> Task instructions: Reproduce the entries word for word, and omit any picture you find in them.

> Exercise input:

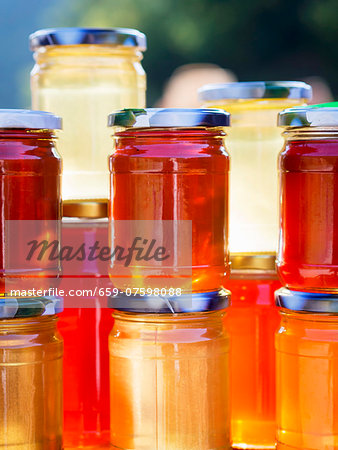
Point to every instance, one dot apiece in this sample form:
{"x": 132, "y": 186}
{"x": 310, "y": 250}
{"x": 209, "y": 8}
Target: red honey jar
{"x": 85, "y": 325}
{"x": 30, "y": 173}
{"x": 308, "y": 167}
{"x": 169, "y": 168}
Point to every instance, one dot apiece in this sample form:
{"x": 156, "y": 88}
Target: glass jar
{"x": 169, "y": 177}
{"x": 30, "y": 192}
{"x": 308, "y": 247}
{"x": 85, "y": 325}
{"x": 254, "y": 142}
{"x": 83, "y": 74}
{"x": 252, "y": 320}
{"x": 31, "y": 377}
{"x": 307, "y": 375}
{"x": 169, "y": 381}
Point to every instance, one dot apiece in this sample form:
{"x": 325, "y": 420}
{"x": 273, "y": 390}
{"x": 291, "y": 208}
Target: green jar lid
{"x": 321, "y": 116}
{"x": 20, "y": 307}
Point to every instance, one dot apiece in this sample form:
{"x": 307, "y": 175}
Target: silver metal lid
{"x": 20, "y": 307}
{"x": 126, "y": 37}
{"x": 27, "y": 119}
{"x": 255, "y": 89}
{"x": 208, "y": 301}
{"x": 169, "y": 117}
{"x": 307, "y": 301}
{"x": 309, "y": 116}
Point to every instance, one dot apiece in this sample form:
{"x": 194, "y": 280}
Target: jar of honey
{"x": 308, "y": 165}
{"x": 31, "y": 375}
{"x": 169, "y": 187}
{"x": 254, "y": 142}
{"x": 85, "y": 325}
{"x": 169, "y": 380}
{"x": 307, "y": 361}
{"x": 82, "y": 74}
{"x": 251, "y": 321}
{"x": 31, "y": 199}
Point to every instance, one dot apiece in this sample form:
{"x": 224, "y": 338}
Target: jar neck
{"x": 79, "y": 54}
{"x": 174, "y": 133}
{"x": 28, "y": 324}
{"x": 192, "y": 319}
{"x": 288, "y": 315}
{"x": 309, "y": 133}
{"x": 23, "y": 133}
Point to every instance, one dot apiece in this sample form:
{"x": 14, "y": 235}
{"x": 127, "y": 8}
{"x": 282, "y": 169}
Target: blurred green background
{"x": 256, "y": 39}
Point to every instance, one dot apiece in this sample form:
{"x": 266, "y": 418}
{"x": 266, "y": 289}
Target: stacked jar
{"x": 254, "y": 142}
{"x": 84, "y": 73}
{"x": 307, "y": 342}
{"x": 168, "y": 347}
{"x": 31, "y": 374}
{"x": 30, "y": 346}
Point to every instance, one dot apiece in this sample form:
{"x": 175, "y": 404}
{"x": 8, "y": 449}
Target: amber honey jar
{"x": 169, "y": 374}
{"x": 83, "y": 74}
{"x": 169, "y": 171}
{"x": 31, "y": 352}
{"x": 307, "y": 371}
{"x": 30, "y": 181}
{"x": 308, "y": 166}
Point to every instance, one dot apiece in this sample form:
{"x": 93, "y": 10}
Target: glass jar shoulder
{"x": 168, "y": 145}
{"x": 309, "y": 151}
{"x": 29, "y": 152}
{"x": 34, "y": 334}
{"x": 308, "y": 335}
{"x": 85, "y": 62}
{"x": 181, "y": 334}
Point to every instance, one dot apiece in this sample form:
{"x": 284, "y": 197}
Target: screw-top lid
{"x": 309, "y": 116}
{"x": 89, "y": 209}
{"x": 255, "y": 89}
{"x": 19, "y": 307}
{"x": 126, "y": 37}
{"x": 27, "y": 119}
{"x": 169, "y": 117}
{"x": 307, "y": 301}
{"x": 208, "y": 301}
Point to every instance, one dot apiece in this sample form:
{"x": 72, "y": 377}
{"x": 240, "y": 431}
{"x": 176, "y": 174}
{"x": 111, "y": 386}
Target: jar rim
{"x": 126, "y": 37}
{"x": 308, "y": 117}
{"x": 169, "y": 118}
{"x": 185, "y": 303}
{"x": 29, "y": 119}
{"x": 256, "y": 89}
{"x": 313, "y": 302}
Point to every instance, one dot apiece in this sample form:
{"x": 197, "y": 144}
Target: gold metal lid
{"x": 89, "y": 209}
{"x": 253, "y": 261}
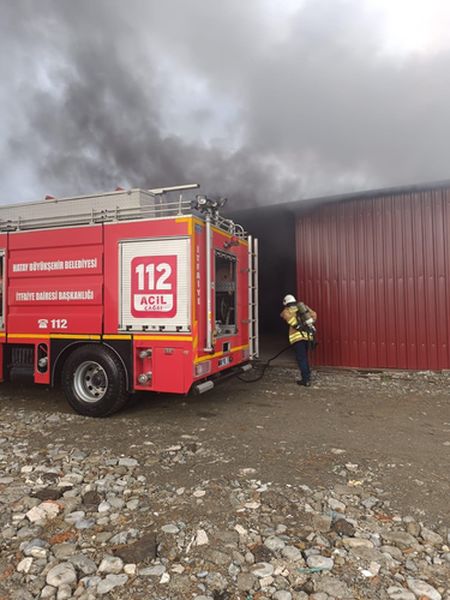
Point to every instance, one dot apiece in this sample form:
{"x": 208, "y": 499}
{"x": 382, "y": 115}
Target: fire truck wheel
{"x": 94, "y": 381}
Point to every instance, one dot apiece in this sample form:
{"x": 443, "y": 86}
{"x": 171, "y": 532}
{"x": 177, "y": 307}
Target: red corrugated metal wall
{"x": 377, "y": 272}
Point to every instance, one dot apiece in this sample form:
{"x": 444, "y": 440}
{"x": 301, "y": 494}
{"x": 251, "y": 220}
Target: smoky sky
{"x": 96, "y": 94}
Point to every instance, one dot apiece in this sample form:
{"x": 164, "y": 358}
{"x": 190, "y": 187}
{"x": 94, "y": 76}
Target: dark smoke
{"x": 147, "y": 93}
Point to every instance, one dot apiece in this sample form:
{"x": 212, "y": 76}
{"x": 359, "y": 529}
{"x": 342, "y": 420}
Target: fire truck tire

> Written solution:
Point to every instance, one dot apiece in this sample form:
{"x": 132, "y": 186}
{"x": 310, "y": 250}
{"x": 209, "y": 8}
Target: red honey jar
{"x": 85, "y": 325}
{"x": 30, "y": 173}
{"x": 308, "y": 167}
{"x": 169, "y": 168}
Point to every instance, one dot apiece in this sample form:
{"x": 156, "y": 88}
Target: glass jar
{"x": 169, "y": 177}
{"x": 30, "y": 192}
{"x": 308, "y": 247}
{"x": 85, "y": 325}
{"x": 254, "y": 142}
{"x": 83, "y": 74}
{"x": 252, "y": 320}
{"x": 31, "y": 377}
{"x": 307, "y": 375}
{"x": 169, "y": 381}
Point to every instance, one dot apiece in this sample form:
{"x": 325, "y": 420}
{"x": 273, "y": 390}
{"x": 291, "y": 208}
Target: green jar lid
{"x": 321, "y": 116}
{"x": 20, "y": 307}
Point to every instance, one dot apiece in this sample form:
{"x": 307, "y": 175}
Target: silver metal lid
{"x": 20, "y": 307}
{"x": 126, "y": 37}
{"x": 27, "y": 119}
{"x": 255, "y": 89}
{"x": 208, "y": 301}
{"x": 169, "y": 117}
{"x": 307, "y": 301}
{"x": 309, "y": 116}
Point to every instance, one dot apiece in this sample form:
{"x": 194, "y": 280}
Target: jar of honey
{"x": 308, "y": 165}
{"x": 31, "y": 375}
{"x": 169, "y": 187}
{"x": 254, "y": 142}
{"x": 85, "y": 325}
{"x": 169, "y": 380}
{"x": 307, "y": 361}
{"x": 82, "y": 74}
{"x": 251, "y": 321}
{"x": 31, "y": 199}
Point to every instance, one dot apiece in this sample form:
{"x": 224, "y": 338}
Target: jar neck
{"x": 79, "y": 54}
{"x": 174, "y": 133}
{"x": 28, "y": 324}
{"x": 192, "y": 319}
{"x": 288, "y": 315}
{"x": 309, "y": 133}
{"x": 23, "y": 133}
Point to every instance, one dot apiece in this sample form:
{"x": 14, "y": 235}
{"x": 127, "y": 8}
{"x": 282, "y": 169}
Target: blurred green background
{"x": 256, "y": 39}
Point to every instance, one dot apiece in this sample form:
{"x": 266, "y": 418}
{"x": 266, "y": 289}
Target: stacked jar
{"x": 254, "y": 142}
{"x": 84, "y": 73}
{"x": 307, "y": 342}
{"x": 168, "y": 347}
{"x": 31, "y": 374}
{"x": 30, "y": 346}
Point to every instance, one dot apiece in this sample form:
{"x": 175, "y": 404}
{"x": 8, "y": 449}
Target: amber honey jar
{"x": 169, "y": 374}
{"x": 83, "y": 74}
{"x": 169, "y": 171}
{"x": 31, "y": 352}
{"x": 307, "y": 371}
{"x": 30, "y": 181}
{"x": 308, "y": 166}
Point to every instance, one dot apiece in this sample form:
{"x": 93, "y": 10}
Target: glass jar shoulder
{"x": 168, "y": 145}
{"x": 309, "y": 151}
{"x": 29, "y": 152}
{"x": 34, "y": 334}
{"x": 308, "y": 335}
{"x": 85, "y": 62}
{"x": 181, "y": 334}
Point to every instance, one dot apiece in this sample form:
{"x": 284, "y": 197}
Target: screw-top lid
{"x": 309, "y": 116}
{"x": 89, "y": 209}
{"x": 255, "y": 89}
{"x": 19, "y": 307}
{"x": 126, "y": 37}
{"x": 27, "y": 119}
{"x": 169, "y": 117}
{"x": 307, "y": 301}
{"x": 208, "y": 301}
Point to every instance, one dot apiece in this sample form:
{"x": 72, "y": 377}
{"x": 240, "y": 431}
{"x": 176, "y": 174}
{"x": 111, "y": 386}
Target: jar rim
{"x": 126, "y": 37}
{"x": 308, "y": 117}
{"x": 169, "y": 118}
{"x": 185, "y": 303}
{"x": 29, "y": 119}
{"x": 256, "y": 89}
{"x": 313, "y": 302}
Point to every instance, one dot apiece in this sample form:
{"x": 197, "y": 144}
Target: gold metal lid
{"x": 89, "y": 209}
{"x": 253, "y": 261}
Point to every instance, one dot apiece in this sample form:
{"x": 208, "y": 499}
{"x": 382, "y": 115}
Target: fire truck wheel
{"x": 94, "y": 381}
Point to every instance, one dot apiece in this sample form:
{"x": 443, "y": 86}
{"x": 171, "y": 532}
{"x": 177, "y": 307}
Target: red corrugated metal wall
{"x": 377, "y": 272}
Point to every instance, one dot apiece in this sample form:
{"x": 444, "y": 440}
{"x": 301, "y": 494}
{"x": 251, "y": 220}
Target: smoky sky
{"x": 96, "y": 94}
Point to every instance, one dot apiece in this sample form:
{"x": 164, "y": 358}
{"x": 190, "y": 187}
{"x": 94, "y": 76}
Target: dark smoke
{"x": 147, "y": 93}
Point to every instance, one dot apiece in this sample form:
{"x": 212, "y": 76}
{"x": 359, "y": 529}
{"x": 342, "y": 420}
Target: fire truck tire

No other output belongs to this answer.